Search code examples
regexperlregex-lookarounds

Perl word disenvoweling: removing all vowels except the first and last


In order to shorten a number of names, but still keep them somewhat readable, I would like to remove all vowels from strings, except for the first and last occurrence. For example, I'd like 'Minnesota' to become 'Minnsta'.

my $name="Minnesota";

I've tried to make use of Perl's zero-width look-behind regex syntax, like so:

$name =~ s/(?<=[aeiou])([^aeiou]*)[aeiou]/$1/ig; # minnst

However, although this properly takes care of the first vowel, it removes the last one. To fix this, I tried to keep the last vowel in place, like this:

$name =~ s/(?<=[aeiou])([^aeiou]*)([aeiou])([aeiou][^aeiou]*)$/$1$3/ig; # minnesota

This also didn't work, presumably because the '$' anchors the whole regex to the end of the string.

Of course, I could look up the position of the first vowel, reverse the rest of the string and remove all vowels except for the 'first' (last), and re-reverse and concatenate the strings, but that's not very elegant. I feel I'm overlooking one of the options of the zero-width syntax.


Solution

  • Just specify a ending boundary condition for your regex: (?![^aeiou]*$):

    use strict;
    use warnings;
    
    my @words = qw(Minnesota concatenate strings elegant I feel overlooking options syntax any greatly appreciated);
    
    for (@words) {
        my $word = $_;
    
        $word =~ s/(?<=[aeiou])([^aeiou]*)[aeiou](?![^aeiou]*$)/$1/ig;
    
        printf "%-12s -> %s\n", $_, $word;
    }
    

    Outputs:

    Minnesota    -> Minnsta
    concatenate  -> conctnte
    strings      -> strings
    elegant      -> elgant
    I            -> I
    feel         -> feel
    overlooking  -> ovrlking
    options      -> optons
    syntax       -> syntax
    any          -> any
    greatly      -> greatly
    appreciated  -> apprcted

=-=-=-=-=

— TASKS TO PERFORM —
a. In the output list of the Perl disenvoweling thread, which words come out unchanged?
b. Copy the part of the Perl disenvoweling thread starting at "I've tried to" and ending at "of the string.".

(Rows from a pointing dataset)

=-=-=-=-=

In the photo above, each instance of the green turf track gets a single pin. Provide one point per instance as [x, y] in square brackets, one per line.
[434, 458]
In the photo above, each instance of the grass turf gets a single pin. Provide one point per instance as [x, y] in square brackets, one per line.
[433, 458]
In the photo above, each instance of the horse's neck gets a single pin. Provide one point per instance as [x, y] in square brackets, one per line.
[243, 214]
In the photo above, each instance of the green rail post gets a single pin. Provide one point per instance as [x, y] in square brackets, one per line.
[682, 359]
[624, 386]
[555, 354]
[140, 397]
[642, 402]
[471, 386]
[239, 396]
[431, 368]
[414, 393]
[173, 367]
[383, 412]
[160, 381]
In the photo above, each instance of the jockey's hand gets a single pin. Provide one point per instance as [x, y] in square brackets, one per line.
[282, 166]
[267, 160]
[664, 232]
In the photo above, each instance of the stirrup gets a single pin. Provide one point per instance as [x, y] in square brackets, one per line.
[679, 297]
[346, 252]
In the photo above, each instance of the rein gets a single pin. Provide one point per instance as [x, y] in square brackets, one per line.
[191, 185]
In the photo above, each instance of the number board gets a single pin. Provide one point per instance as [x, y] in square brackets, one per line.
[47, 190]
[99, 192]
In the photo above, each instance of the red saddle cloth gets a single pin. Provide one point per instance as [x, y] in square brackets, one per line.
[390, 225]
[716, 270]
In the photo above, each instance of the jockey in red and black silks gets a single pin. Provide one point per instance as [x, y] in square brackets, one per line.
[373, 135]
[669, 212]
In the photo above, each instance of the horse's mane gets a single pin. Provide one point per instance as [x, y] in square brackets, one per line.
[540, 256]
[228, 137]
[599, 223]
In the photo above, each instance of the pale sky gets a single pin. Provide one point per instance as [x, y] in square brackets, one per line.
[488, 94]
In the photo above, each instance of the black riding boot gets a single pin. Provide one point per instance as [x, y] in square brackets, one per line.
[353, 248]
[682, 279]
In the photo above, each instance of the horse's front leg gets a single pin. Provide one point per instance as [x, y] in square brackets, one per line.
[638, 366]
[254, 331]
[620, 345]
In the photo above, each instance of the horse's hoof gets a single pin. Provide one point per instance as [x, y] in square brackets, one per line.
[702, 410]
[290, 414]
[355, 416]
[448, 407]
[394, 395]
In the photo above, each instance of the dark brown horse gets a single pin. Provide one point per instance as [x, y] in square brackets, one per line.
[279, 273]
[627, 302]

=-=-=-=-=

— EXERCISE SOLUTIONS —
a. strings, I, feel, syntax, any, greatly

b.
I've tried to make use of Perl's zero-width look-behind regex syntax, like so:

$name =~ s/(?<=[aeiou])([^aeiou]*)[aeiou]/$1/ig; # minnst

However, although this properly takes care of the first vowel, it removes the last one. To fix this, I tried to keep the last vowel in place, like this:

$name =~ s/(?<=[aeiou])([^aeiou]*)([aeiou])([aeiou][^aeiou]*)$/$1$3/ig; # minnesota

This also didn't work, presumably because the '$' anchors the whole regex to the end of the string.